**Dataset extract:**
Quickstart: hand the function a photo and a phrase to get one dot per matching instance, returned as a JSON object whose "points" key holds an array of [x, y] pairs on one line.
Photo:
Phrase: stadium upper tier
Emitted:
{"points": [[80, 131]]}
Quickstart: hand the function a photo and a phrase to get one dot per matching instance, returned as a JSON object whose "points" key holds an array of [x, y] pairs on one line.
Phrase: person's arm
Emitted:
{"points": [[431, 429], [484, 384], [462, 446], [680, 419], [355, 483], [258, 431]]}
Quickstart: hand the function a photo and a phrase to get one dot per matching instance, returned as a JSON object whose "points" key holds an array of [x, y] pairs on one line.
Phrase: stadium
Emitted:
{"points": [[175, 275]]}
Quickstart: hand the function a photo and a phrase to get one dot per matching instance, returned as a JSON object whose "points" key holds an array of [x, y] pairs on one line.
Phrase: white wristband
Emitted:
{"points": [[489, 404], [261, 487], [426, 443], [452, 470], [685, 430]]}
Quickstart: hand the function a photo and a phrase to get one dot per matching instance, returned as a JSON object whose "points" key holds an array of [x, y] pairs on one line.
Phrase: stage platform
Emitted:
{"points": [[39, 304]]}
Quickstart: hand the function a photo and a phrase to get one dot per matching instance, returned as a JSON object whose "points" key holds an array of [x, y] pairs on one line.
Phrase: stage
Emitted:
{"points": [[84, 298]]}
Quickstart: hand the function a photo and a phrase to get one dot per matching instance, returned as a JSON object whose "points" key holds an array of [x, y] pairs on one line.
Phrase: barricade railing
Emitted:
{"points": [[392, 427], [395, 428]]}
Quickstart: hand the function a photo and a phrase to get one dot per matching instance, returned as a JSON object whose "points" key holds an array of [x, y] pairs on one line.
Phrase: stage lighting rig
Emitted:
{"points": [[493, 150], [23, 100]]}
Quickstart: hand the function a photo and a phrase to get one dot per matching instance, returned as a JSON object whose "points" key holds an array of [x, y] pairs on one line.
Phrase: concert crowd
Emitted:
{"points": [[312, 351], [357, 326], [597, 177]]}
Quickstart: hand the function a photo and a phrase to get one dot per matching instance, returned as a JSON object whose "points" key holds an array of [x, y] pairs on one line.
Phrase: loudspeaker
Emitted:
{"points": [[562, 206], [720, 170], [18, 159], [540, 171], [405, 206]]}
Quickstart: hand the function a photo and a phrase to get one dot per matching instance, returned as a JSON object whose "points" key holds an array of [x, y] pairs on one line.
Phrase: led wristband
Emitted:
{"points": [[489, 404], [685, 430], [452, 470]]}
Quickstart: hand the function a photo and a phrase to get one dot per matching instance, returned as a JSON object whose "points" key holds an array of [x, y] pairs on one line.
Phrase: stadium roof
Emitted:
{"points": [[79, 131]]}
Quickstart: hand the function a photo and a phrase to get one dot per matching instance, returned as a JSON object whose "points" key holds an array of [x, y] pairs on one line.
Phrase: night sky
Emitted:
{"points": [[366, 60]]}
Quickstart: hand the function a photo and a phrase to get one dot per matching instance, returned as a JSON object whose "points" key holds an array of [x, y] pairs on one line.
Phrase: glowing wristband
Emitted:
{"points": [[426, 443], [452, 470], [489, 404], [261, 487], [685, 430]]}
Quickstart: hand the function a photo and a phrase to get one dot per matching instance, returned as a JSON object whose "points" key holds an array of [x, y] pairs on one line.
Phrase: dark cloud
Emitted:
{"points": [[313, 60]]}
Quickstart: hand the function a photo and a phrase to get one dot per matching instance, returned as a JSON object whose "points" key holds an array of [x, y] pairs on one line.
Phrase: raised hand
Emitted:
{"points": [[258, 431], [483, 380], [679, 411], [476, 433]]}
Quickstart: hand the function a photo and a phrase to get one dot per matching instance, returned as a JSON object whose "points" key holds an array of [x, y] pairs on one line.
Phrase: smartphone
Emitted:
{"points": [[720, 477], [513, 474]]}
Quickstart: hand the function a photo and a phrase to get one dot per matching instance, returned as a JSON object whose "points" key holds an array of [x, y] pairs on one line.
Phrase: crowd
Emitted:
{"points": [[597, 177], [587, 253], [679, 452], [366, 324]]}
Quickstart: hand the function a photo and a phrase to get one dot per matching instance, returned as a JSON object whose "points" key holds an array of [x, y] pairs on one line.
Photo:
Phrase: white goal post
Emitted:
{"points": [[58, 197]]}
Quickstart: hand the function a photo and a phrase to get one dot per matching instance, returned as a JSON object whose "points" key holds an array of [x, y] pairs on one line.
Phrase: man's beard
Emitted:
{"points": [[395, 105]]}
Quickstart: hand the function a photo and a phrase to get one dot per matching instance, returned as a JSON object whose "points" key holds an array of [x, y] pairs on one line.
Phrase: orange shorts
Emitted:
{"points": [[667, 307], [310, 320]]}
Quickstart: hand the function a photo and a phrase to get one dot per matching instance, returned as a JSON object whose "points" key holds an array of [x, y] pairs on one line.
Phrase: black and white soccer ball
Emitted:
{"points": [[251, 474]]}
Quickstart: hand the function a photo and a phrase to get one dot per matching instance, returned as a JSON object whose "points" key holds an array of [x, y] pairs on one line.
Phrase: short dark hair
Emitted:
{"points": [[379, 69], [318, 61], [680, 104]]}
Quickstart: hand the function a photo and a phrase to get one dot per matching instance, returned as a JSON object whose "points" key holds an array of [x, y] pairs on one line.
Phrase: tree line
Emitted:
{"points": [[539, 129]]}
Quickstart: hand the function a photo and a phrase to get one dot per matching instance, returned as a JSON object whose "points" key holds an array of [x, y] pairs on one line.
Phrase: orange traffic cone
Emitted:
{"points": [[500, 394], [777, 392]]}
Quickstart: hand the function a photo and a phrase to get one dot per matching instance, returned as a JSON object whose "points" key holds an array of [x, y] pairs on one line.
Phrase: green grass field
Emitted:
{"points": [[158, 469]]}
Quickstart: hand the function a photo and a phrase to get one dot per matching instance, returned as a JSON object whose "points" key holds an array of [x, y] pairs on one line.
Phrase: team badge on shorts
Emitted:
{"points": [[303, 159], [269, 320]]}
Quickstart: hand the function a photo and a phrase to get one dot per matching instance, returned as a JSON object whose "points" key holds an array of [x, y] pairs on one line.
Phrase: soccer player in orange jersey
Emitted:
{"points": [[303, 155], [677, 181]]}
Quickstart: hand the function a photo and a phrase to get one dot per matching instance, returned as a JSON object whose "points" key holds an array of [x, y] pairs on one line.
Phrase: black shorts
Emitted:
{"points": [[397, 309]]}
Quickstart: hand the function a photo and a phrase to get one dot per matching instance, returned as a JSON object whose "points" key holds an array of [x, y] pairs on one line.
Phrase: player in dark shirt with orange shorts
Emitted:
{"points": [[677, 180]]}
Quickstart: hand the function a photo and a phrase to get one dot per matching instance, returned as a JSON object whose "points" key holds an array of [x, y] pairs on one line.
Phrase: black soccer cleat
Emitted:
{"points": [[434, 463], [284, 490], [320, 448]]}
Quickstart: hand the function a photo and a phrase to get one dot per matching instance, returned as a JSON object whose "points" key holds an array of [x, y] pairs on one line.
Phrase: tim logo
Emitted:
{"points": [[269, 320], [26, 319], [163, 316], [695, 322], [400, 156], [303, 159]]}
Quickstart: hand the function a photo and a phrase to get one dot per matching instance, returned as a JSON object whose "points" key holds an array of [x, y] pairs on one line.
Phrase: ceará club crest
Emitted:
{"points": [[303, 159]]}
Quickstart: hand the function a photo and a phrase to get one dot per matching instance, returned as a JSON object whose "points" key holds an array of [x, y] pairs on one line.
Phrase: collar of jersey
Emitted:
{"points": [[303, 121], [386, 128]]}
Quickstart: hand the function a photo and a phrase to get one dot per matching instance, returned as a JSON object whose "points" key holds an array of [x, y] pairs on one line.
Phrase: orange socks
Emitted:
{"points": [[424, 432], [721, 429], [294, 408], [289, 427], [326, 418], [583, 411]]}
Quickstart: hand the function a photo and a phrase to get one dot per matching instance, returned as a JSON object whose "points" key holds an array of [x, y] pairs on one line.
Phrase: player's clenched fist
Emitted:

**Do this:** Collect each line of the records that contains the word "player".

**Worked answer:**
Phrase: soccer player in orange jersey
Phrase: player in dark shirt with orange shorts
Phrase: player's clenched fist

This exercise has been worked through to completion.